### 文書の抜粋
11 如意輪観音坐像。(鴇谷・日輪寺蔵)もと如意輪寺(茂原市)本尊。酒井氏の改宗強行に際して避難し来れる尊像と伝え、神照寺に安置。昭和二九年合併により日輪寺に安置。
12 二十人連座御影。(大津倉・篠田治江蔵)五四・五×一一九糎。覚如の筆と伝えており、縁起がある。
13 阿弥陀仏画像。(大津倉・篠田治江蔵)親鸞聖人の画くところという。縁起一巻がある。前者と共に明らかに中世の画幅であるが、時代は伝承よりやや降って室町初期か。中世篇「大津倉の親鸞伝説」および縁起は研究篇の「長柄寺社縁起集」におさめてある。
14 阿弥陀仏立像。(大津倉・篠田治江蔵)もと篠田家邸内の小堂の本尊。室町時代の作か。両肩に雲の湧出を現わしており、異風の阿弥陀仏である。あるいは融通念仏宗の教理によるものかとも推測されるが不詳。
15 多賀氏系図。一巻。(船木・多賀大郎蔵)近世の写であるが、多賀氏の由諸を明らかとしている。
16 大身の槍。(船木・多賀大郎蔵)池和田城の落城に際して多賀蔵人の奮戦せし槍と伝う。中世篇「かくれ住んだ人たち」参照。
17 日蓮筆蹟(船木・多賀大郎蔵)多賀家は代々日蓮宗の信者であった。真蹟である旨の日陵の裏書がある。
18 阿弥陀仏坐像。(榎本・長栄寺蔵)もと真福寺にあったという。平安末期の作と見られ、榎本城千代丸榎本之助の菩提寺の本尊という伝承あり。古代篇「真福寺」参照。
19 懸仏。(大津倉・鶴岡松樹蔵)伝来事情は不明であるが、薬師仏であるから、あるいは天王宮と関係あるか。改築に際して、神棚裏の壁の中より出現したという。あるいは明治初年の神仏分離令のころ本地仏であるところから隠匿したものであろうか。鎌倉時代の作と推測される。

### 提供情報
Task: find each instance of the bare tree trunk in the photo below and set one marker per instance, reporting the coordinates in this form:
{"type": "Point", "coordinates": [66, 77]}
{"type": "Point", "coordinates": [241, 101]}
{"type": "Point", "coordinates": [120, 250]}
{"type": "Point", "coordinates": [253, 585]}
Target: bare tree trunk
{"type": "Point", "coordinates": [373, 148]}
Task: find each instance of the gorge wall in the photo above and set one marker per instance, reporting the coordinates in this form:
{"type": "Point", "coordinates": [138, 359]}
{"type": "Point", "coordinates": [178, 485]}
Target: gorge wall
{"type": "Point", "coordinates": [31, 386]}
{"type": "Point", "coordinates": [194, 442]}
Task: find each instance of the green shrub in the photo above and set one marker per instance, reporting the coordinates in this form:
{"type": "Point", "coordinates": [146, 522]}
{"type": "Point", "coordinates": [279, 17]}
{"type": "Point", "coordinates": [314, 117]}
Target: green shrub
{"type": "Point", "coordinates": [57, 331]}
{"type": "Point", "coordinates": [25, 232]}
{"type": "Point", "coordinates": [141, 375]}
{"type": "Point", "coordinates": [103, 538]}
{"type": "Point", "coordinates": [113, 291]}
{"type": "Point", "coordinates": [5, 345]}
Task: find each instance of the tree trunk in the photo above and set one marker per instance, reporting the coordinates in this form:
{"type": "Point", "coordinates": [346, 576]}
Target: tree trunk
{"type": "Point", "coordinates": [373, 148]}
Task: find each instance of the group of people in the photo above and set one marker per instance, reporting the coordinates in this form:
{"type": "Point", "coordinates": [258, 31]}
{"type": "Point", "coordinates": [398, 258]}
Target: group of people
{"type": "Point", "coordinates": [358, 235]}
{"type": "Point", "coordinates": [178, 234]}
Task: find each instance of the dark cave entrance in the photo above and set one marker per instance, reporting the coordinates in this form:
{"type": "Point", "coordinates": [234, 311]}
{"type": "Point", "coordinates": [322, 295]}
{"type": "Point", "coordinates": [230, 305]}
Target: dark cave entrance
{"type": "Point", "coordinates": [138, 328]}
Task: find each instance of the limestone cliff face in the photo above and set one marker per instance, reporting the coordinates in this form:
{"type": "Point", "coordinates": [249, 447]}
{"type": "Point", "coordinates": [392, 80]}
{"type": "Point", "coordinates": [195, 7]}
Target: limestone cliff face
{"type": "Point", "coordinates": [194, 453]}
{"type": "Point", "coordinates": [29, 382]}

### 演習課題 1
次の(a)〜(c)が文化財解説の内容と一致するかを「はい」か「いいえ」で答え、判断の決め手となる本文の語句を正確に引用しなさい。(a) 如意輪観音坐像は昭和二九年の合併によって日輪寺に安置された。(b) 二十人連座御影は親鸞の筆と伝えられている。(c) 懸仏は鎌倉時代の作と推測されている。
### 演習課題 2
文化財解説を、最後の文の後から書き進めなさい。

### 解答 1
(a) はい。「昭和二九年合併により日輪寺に安置。」
(b) いいえ。「覚如の筆と伝えており」
(c) はい。「鎌倉時代の作と推測される。」

### 解答 2
20 梵鐘。(飯尾・飯尾寺蔵)寛文四年本納の人、鵜沢右近信重の作。飯尾寺については中世篇「飯尾氏と御小屋城」参照。
21 欄間彫刻。(飯尾・飯尾寺蔵)飯尾寺の欄間にある彫刻三点。共に房州の武志伊八良信由の作。文化十一年二月の作である事が銘文によりて判明する。
22 絵馬「源頼政のぬえ退治の図」(徳増・春日神社蔵・宍倉季麿保管)宍倉氏の先代久兵衛が、江戸において芝居絵の名手、二世清忠に依頼執筆。郷里の神社へ寄進したもの。
23 地蔵菩薩立像。(大津倉・槻木地蔵堂)室町時代の優作。縁起は研究篇「長柄社寺縁起集」にあり。
24 黒須家系図(長柄山・黒須正蔵)近世の写であるが古態を伝えている。古代「長柄とヤマトタケル」及中世篇「千葉秀胤」の各項を参照。

(1)『長生郡郷土誌』に一部分の中略があるが飜刻せられている。
(2)たとえば高木豊『日蓮―その行動と思想』など。
(3)北村敏「伝説に見る日蓮像」(『日蓮宗の諸問題』中尾堯編所収)に多く紹介せられている。
(4)これらの室町初期の光明本尊・先徳列座図像は現存するもの少なく、研究も十分なされていない。特に二十体御影は他に報告せられていない様である。この画幅は、房総における唯一のもので真宗教団の初期の史料として重要であろう。なお研究篇の縁起の成立は近世後期のものである。そのまま信用出来ない。
(5)この書は明治六年以降、内務省地理局の編さんしたものである。なお額の文字をよみあやまるとしたのは推測であろう。おそらくは明治初年の届出に際し、意識的に寺僧の改訂したものではなかろうか。
(6)『長生郡郷土誌』
(7)『黒須系図』秀胤のところに「伝曰、秀胤一人、火煙中ヨリ忍出万木ノ城ニ隠ル。亦成武邑ニ来テ国延領地住」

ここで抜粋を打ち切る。